• Dataset:
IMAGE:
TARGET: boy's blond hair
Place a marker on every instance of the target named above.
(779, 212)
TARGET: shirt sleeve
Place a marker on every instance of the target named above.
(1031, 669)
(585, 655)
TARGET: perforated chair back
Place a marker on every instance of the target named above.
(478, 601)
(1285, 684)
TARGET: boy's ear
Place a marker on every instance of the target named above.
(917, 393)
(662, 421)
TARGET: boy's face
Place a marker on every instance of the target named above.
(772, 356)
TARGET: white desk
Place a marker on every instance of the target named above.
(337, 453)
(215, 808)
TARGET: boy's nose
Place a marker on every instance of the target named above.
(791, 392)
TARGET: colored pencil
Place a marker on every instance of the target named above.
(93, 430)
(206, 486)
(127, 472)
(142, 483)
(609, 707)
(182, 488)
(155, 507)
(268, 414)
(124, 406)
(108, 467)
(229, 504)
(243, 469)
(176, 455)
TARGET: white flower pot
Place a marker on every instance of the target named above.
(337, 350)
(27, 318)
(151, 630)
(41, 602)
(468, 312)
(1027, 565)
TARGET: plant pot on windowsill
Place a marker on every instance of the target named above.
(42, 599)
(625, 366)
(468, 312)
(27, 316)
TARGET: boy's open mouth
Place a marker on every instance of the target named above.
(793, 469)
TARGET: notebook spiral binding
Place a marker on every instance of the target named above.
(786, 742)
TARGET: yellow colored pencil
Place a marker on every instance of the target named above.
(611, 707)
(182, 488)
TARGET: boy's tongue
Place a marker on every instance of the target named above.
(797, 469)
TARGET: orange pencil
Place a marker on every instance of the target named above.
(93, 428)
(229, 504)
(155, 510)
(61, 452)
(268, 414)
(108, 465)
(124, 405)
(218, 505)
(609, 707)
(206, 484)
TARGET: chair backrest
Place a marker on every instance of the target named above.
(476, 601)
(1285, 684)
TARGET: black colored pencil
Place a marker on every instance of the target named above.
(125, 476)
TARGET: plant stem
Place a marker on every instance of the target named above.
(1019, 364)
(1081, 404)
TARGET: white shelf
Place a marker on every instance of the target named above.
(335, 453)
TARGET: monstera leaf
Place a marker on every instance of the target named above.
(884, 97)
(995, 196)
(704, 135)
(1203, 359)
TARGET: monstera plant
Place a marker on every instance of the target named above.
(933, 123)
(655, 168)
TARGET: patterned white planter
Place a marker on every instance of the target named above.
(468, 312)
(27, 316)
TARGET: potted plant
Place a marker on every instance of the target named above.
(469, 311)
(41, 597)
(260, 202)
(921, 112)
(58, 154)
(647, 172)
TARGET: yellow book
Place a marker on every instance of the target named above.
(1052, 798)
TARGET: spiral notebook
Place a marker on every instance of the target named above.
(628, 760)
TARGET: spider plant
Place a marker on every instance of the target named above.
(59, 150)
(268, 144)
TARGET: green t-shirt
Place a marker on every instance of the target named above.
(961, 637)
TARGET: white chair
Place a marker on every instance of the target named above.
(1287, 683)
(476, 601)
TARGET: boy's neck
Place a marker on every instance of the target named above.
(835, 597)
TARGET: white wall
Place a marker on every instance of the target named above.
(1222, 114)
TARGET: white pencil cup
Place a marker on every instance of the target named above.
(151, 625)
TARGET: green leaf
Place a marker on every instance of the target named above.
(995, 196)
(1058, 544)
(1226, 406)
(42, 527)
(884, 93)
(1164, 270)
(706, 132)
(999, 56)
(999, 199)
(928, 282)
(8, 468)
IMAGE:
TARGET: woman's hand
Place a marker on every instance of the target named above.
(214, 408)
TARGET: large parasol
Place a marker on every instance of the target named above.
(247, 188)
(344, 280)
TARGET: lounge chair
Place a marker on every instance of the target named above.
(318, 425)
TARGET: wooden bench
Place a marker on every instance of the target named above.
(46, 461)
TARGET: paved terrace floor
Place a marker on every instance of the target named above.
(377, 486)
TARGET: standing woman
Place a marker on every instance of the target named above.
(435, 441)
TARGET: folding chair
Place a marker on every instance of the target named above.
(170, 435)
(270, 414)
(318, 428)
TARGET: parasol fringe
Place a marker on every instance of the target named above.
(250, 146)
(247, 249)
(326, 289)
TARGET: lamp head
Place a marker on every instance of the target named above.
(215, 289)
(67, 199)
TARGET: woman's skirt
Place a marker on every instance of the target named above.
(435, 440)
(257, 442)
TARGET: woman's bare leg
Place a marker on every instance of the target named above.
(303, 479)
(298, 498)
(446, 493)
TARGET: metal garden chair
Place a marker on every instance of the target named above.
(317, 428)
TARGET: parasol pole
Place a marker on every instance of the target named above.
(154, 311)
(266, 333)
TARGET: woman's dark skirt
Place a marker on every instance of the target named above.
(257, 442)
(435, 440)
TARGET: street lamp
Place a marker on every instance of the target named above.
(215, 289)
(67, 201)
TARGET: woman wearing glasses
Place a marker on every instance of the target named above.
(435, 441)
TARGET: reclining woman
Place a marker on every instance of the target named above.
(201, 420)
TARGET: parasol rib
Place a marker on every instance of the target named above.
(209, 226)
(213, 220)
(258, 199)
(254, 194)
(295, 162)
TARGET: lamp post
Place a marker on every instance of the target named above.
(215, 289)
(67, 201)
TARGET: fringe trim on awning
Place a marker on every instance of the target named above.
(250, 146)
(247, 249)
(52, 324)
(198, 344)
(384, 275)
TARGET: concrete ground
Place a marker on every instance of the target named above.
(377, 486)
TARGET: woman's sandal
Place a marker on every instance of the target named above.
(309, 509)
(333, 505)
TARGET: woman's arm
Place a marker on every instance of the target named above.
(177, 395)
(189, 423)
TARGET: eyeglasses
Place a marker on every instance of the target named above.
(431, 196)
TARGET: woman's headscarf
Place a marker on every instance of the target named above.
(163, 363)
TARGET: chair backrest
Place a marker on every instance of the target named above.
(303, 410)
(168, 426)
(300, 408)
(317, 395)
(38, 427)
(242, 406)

• Goal of the exercise:
Scan the records above for lines with the word "notebook". Then report how many there are, as a bare number.

• Answer to the exercise:
2